◆ Work to complete
An acceptable answer repeats exactly the line with "of the dress" and each line after it through the end of the entries, and includes nothing else.

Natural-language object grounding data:
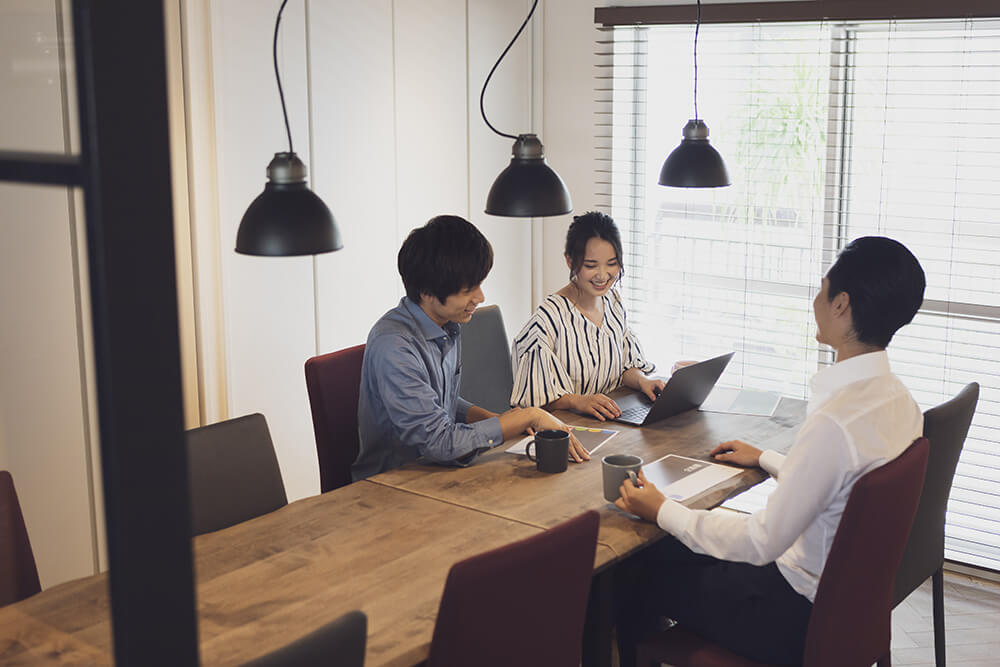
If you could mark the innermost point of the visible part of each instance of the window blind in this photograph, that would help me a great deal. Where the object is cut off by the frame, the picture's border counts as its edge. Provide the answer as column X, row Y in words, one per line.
column 830, row 130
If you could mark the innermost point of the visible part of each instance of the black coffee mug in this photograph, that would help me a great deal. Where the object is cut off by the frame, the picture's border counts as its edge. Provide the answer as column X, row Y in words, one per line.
column 552, row 450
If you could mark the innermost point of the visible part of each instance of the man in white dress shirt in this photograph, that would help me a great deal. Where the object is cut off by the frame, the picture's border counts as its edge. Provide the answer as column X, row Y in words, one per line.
column 747, row 582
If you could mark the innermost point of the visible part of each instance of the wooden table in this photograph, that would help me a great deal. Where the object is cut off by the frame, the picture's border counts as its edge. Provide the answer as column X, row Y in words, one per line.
column 384, row 546
column 511, row 487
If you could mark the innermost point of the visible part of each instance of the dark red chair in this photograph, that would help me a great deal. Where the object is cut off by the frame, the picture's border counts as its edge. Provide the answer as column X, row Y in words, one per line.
column 946, row 427
column 522, row 604
column 334, row 382
column 850, row 624
column 18, row 574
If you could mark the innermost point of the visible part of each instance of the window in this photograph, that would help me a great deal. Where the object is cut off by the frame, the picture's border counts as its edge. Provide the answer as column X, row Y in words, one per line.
column 830, row 130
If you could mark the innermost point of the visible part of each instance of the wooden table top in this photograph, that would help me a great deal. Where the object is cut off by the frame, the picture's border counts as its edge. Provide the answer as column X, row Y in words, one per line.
column 384, row 546
column 267, row 581
column 510, row 486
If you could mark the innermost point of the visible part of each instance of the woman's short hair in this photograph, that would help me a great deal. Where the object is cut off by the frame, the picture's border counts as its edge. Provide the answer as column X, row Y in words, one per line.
column 443, row 257
column 592, row 224
column 884, row 282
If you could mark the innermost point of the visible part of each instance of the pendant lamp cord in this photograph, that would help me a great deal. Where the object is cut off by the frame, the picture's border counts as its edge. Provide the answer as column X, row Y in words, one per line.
column 696, row 26
column 482, row 95
column 277, row 76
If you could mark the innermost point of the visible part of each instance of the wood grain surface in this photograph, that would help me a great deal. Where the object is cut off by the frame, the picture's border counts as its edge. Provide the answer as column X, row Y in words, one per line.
column 384, row 546
column 510, row 486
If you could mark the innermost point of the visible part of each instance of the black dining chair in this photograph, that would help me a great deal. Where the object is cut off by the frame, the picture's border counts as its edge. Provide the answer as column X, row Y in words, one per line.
column 18, row 574
column 487, row 376
column 339, row 643
column 233, row 473
column 946, row 427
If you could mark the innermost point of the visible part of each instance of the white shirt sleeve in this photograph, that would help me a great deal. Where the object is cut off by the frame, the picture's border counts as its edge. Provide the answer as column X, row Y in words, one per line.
column 810, row 477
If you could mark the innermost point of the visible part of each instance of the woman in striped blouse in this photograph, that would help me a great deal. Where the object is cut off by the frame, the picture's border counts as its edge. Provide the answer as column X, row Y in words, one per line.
column 577, row 346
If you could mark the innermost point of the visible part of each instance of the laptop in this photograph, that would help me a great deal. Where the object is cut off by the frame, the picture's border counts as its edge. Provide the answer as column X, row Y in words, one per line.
column 686, row 389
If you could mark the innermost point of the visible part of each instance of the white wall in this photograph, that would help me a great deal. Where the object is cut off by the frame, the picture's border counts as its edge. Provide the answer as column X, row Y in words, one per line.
column 44, row 410
column 383, row 100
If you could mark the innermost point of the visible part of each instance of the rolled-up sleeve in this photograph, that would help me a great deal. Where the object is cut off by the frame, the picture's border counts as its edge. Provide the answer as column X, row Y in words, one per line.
column 807, row 485
column 417, row 414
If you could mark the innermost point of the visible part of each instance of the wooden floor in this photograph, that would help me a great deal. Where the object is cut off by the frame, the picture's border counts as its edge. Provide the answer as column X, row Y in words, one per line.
column 971, row 618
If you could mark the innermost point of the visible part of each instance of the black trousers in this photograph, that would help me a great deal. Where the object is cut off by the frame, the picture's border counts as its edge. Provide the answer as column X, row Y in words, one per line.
column 750, row 610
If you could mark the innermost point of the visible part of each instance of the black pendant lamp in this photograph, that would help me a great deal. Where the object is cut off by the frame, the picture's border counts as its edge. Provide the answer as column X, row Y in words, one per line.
column 528, row 187
column 288, row 218
column 695, row 163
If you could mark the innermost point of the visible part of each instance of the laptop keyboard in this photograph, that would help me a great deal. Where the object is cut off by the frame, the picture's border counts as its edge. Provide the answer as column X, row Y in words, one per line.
column 636, row 414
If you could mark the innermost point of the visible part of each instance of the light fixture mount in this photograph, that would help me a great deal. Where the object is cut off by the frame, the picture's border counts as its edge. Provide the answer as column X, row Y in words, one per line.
column 287, row 218
column 695, row 163
column 528, row 187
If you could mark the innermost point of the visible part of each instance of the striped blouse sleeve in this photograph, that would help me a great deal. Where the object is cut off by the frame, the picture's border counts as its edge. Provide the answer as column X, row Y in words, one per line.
column 632, row 355
column 539, row 377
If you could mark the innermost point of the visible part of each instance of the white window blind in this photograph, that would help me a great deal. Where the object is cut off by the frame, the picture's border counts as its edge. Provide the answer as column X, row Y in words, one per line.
column 830, row 131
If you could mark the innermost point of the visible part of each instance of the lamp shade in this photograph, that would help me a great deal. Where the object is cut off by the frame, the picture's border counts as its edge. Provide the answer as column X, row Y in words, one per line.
column 695, row 163
column 287, row 218
column 528, row 187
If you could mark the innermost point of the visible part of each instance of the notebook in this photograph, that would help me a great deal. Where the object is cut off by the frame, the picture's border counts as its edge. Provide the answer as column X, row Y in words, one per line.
column 686, row 389
column 680, row 478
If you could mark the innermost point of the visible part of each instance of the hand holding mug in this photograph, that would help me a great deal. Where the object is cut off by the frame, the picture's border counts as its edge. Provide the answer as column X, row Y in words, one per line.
column 642, row 499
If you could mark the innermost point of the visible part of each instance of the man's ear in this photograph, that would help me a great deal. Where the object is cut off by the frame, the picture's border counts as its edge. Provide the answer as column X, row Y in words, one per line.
column 841, row 303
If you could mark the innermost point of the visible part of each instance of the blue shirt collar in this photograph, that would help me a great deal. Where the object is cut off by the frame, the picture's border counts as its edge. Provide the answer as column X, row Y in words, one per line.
column 427, row 327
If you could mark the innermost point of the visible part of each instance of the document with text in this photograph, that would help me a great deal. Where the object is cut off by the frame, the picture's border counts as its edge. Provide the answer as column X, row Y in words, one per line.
column 681, row 478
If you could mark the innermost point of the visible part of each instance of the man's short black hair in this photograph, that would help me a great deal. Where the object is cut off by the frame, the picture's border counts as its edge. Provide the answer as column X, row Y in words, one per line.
column 443, row 257
column 885, row 285
column 592, row 224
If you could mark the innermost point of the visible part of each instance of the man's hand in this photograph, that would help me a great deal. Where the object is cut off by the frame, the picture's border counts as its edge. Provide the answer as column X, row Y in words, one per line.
column 643, row 501
column 738, row 452
column 596, row 405
column 651, row 387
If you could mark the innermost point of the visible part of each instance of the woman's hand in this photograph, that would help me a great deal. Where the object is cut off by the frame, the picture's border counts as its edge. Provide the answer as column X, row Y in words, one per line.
column 598, row 406
column 651, row 386
column 643, row 501
column 738, row 452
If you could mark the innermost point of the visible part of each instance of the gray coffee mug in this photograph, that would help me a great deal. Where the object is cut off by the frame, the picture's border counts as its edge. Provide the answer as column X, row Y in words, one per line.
column 617, row 468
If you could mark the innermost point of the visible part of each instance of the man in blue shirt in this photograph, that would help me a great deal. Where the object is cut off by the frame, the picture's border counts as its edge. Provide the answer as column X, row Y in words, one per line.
column 409, row 404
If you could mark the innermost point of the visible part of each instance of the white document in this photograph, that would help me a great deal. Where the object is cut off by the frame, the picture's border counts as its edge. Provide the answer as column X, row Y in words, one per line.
column 753, row 499
column 680, row 477
column 741, row 401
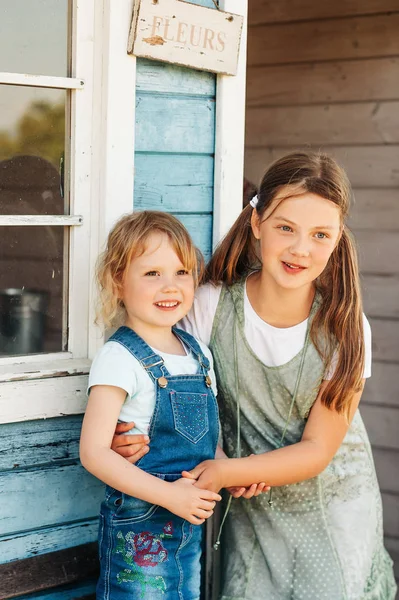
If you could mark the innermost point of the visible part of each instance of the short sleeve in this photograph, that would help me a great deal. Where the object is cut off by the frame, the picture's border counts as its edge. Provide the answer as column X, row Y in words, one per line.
column 367, row 352
column 212, row 375
column 114, row 365
column 199, row 320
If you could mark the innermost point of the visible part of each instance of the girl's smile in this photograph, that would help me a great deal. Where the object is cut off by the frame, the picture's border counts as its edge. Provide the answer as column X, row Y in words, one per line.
column 158, row 290
column 297, row 236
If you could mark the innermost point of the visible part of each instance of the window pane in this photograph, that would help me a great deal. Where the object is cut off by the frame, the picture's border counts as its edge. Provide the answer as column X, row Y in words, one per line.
column 34, row 37
column 31, row 289
column 32, row 149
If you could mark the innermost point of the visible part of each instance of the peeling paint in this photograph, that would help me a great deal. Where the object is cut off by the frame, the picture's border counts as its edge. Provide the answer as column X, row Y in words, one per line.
column 155, row 40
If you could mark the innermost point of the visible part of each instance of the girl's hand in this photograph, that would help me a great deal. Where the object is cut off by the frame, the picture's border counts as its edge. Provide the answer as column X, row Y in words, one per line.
column 249, row 492
column 132, row 447
column 190, row 502
column 208, row 475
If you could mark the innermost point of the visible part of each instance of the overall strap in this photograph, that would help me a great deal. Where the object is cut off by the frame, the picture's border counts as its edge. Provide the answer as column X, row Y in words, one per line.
column 151, row 362
column 195, row 348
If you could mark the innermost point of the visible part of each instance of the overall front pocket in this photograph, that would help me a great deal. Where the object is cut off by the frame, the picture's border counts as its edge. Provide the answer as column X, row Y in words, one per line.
column 190, row 413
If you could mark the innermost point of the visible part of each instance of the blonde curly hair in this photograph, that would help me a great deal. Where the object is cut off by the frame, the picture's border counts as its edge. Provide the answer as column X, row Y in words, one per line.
column 127, row 239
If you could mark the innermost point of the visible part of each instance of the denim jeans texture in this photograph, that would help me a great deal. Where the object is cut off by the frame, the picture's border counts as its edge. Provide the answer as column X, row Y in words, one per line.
column 147, row 552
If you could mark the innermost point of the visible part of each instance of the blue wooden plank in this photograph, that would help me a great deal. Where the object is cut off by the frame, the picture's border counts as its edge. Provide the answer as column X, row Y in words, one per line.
column 49, row 539
column 175, row 124
column 34, row 443
column 174, row 183
column 200, row 229
column 70, row 592
column 33, row 499
column 159, row 77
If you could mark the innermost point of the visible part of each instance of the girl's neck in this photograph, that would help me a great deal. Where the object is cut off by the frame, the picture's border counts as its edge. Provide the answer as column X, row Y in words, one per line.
column 160, row 338
column 277, row 306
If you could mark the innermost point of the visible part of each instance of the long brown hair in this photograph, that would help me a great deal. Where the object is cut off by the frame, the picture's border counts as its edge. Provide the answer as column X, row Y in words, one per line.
column 128, row 239
column 337, row 328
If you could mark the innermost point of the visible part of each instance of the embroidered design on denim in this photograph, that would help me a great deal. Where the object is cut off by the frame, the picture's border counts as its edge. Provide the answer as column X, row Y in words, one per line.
column 140, row 550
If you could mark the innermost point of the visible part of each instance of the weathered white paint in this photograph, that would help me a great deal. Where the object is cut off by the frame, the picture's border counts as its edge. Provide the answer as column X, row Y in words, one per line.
column 42, row 398
column 182, row 33
column 113, row 138
column 59, row 83
column 77, row 294
column 24, row 362
column 35, row 220
column 229, row 145
column 43, row 369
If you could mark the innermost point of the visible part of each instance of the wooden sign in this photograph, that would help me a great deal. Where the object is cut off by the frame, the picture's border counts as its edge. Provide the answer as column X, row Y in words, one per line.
column 179, row 32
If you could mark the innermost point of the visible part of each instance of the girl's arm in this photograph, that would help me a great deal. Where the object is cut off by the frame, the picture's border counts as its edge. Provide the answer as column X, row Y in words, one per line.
column 323, row 435
column 103, row 408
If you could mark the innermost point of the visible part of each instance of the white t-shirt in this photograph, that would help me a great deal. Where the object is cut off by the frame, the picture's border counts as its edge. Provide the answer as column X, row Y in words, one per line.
column 115, row 365
column 274, row 346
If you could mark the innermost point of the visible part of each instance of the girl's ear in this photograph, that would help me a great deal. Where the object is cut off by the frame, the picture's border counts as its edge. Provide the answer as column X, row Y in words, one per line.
column 255, row 224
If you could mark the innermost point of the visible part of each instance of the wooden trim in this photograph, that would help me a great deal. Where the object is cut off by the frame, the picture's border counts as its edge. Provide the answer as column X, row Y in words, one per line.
column 229, row 143
column 48, row 571
column 47, row 220
column 82, row 127
column 44, row 81
column 270, row 11
column 335, row 39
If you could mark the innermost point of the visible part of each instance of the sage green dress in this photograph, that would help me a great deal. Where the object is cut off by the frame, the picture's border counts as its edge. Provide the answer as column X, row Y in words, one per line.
column 322, row 538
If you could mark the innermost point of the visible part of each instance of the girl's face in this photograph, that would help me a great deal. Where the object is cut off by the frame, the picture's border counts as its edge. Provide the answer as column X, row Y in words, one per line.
column 158, row 290
column 297, row 237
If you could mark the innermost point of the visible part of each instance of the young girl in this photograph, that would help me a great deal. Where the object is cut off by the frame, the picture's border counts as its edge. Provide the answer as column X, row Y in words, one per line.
column 161, row 378
column 283, row 316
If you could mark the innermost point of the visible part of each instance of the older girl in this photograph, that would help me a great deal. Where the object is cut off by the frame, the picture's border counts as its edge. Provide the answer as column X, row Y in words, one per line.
column 282, row 313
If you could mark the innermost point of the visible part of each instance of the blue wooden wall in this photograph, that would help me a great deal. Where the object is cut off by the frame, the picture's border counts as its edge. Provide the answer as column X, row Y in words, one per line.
column 47, row 501
column 175, row 140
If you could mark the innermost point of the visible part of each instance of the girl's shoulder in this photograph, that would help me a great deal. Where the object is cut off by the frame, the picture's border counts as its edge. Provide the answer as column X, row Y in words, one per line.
column 199, row 320
column 114, row 365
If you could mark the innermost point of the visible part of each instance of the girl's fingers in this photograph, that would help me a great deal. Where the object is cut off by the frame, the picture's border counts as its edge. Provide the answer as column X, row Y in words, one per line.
column 137, row 455
column 123, row 427
column 195, row 520
column 203, row 514
column 129, row 440
column 208, row 495
column 250, row 492
column 236, row 492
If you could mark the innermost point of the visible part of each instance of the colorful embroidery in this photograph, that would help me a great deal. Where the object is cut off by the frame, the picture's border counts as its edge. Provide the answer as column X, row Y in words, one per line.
column 168, row 529
column 143, row 550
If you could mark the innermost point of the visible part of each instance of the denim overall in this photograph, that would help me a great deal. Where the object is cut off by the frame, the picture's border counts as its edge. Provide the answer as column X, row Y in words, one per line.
column 145, row 550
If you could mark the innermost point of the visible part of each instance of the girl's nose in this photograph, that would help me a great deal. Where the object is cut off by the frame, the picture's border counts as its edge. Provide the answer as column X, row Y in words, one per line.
column 300, row 248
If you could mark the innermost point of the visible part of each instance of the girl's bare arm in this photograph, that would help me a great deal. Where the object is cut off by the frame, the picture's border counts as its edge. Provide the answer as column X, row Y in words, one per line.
column 323, row 435
column 102, row 412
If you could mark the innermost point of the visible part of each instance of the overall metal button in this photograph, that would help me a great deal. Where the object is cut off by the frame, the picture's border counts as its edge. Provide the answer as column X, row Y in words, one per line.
column 162, row 382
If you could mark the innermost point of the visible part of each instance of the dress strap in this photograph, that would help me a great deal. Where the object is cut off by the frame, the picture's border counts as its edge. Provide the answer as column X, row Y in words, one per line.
column 149, row 360
column 195, row 348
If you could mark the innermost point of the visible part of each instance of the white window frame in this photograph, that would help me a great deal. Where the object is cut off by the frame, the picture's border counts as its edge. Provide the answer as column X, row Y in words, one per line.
column 103, row 85
column 36, row 386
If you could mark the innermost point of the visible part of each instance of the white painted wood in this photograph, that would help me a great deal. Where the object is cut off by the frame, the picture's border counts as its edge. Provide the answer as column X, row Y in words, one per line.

◆ Output of the exercise
If you could mark the innermost point of the visible part of each instance of the dress strap in this photograph, that would help me a great deal. Where the object is cut off by the frame, the picture's border counts as its edge. Provide the answer as column X, row Y in words, one per line.
column 149, row 360
column 195, row 348
If you could mark the innermost point of the visible part of each instance of the white window frame in this photograph, that would help me a great deal. Where the object is cut off by the frame, the picture's border counts as its edge. Provide the answer as column X, row Y in words, one per line.
column 103, row 85
column 36, row 386
If you could mark the innermost point of the visible part of each instance of the white painted wood in this photograph, that would help me a great deal. Where the object is cut off by the frame, the picture's border counts as its edge. Provide the answer as column X, row Y in words, one per line.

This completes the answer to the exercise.